STUDY TEXT section start

Stop Calling It an “Agent” If It’s Just a Cron Job with a LLM

Why this matters this week
Two things are colliding in production environments right now:
- LLMs are finally good enough (and cheap enough) to sit in the middle of real workflows.
- The RPA/“screen scraping” band-aids you put in 2017 are starting to fail in ways that are expensive, opaque, and hard to fix.
If you run a real business system (contact center, back-office ops, logistics, finance, internal tools), you’re probably hearing:
- “Let’s build an AI agent to handle this workflow end-to-end.”
- “We can replace this brittle RPA bot with a copilot that just uses the APIs.”
- “We’ll just orchestrate multiple tools; the AI will figure it out.”
The risk isn’t that this is impossible. The risk is that you build:
- A demo that looks magical but fails in production variance.
- An automation that quietly corrupts data.
- A system that’s impossible to debug or get past security review.
This post is about the actual mechanics and trade-offs of AI automation in production: agents, copilots, orchestration, and replacing RPA in real businesses, not slideware.
What’s actually changed (not the press release)
Three non-hype shifts matter for people who ship systems:
-
LLMs are now “good enough glue” between tools
- You no longer need 100% deterministic rule trees for every branch.
- LLMs can handle:
- Parsing semi-structured inputs (emails, PDFs, chats).
- Mapping them onto internal schemas.
- Selecting which internal APIs to call in what order.
- This doesn’t remove the need for structure; it moves it:
- From “if-else trees in code” to “tool schemas + guardrails + state machines.”
-
Cost and latency are acceptable for inner-loop automation
- With modern models + streaming:
- Sub-500ms “decision steps” are achievable.
- Per-step cost can be in low cents or fractions of a cent, depending on model.
- That makes AI automation viable inside:
- Customer support flows.
- Finance ops (invoice processing, approvals).
- Supply chain / logistics exception handling.
- With modern models + streaming:
-
Tooling for orchestration is emerging (but immature)
- There are now libraries/platforms for:
- Tool calling (functions, actions, tools).
- Long-running workflows (stateful agents).
- Retrieval-augmented generation (RAG) for context.
- The real change: you can compose LLM calls, tools, and human approvals without building a workflow engine from scratch.

STUDY TEXT section end

- **TASK PROMPT**: What latency for "decision steps" does the post on AI automation say is achievable with modern models and streaming?

EXTRACTED RECORDS section start

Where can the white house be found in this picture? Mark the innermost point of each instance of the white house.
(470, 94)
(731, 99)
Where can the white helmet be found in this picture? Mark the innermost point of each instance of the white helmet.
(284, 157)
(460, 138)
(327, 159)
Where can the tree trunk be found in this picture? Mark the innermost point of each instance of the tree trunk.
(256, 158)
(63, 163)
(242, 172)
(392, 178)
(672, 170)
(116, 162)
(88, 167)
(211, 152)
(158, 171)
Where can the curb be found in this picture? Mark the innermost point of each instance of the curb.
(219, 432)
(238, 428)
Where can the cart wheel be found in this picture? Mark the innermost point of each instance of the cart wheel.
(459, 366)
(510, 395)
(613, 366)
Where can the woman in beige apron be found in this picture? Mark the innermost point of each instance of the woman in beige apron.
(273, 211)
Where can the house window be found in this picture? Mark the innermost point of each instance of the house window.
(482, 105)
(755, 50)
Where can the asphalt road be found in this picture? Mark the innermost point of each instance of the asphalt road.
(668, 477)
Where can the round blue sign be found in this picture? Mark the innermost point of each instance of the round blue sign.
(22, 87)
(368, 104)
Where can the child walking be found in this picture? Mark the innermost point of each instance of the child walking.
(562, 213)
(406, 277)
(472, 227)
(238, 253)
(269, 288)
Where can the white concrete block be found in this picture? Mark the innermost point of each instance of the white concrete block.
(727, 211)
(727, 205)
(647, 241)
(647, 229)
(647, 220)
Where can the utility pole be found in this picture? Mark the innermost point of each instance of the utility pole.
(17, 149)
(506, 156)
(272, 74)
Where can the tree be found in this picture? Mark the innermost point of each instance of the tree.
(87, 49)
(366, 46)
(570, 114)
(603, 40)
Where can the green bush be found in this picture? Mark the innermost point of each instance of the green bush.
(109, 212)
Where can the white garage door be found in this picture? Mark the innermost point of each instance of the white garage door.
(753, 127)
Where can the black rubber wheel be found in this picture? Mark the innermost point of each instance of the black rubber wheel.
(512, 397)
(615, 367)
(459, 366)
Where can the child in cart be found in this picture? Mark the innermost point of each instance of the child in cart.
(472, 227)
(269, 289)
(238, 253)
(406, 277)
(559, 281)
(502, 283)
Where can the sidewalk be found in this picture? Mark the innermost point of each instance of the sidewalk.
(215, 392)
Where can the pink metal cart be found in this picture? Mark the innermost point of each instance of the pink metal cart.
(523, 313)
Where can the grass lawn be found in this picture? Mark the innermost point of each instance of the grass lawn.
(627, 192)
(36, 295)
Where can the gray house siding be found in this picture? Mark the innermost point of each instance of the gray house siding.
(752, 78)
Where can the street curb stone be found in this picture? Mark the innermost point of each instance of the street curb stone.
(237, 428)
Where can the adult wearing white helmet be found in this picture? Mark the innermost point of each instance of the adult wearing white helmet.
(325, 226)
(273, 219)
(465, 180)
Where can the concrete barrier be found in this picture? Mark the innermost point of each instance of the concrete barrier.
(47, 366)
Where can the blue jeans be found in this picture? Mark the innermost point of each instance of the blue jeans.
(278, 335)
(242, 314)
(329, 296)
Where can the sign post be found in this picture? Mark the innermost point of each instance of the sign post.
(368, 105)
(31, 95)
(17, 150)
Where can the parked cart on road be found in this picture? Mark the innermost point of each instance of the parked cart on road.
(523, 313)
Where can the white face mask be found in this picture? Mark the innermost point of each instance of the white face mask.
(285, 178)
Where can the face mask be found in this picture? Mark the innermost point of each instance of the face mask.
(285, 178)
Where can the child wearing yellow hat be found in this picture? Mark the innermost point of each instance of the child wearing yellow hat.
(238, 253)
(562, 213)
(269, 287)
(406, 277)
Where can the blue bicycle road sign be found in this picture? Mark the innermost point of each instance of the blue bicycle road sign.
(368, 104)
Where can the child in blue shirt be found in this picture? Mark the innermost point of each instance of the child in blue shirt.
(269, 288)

EXTRACTED RECORDS section end

- **EXPECTED ANSWER**: Sub-500ms.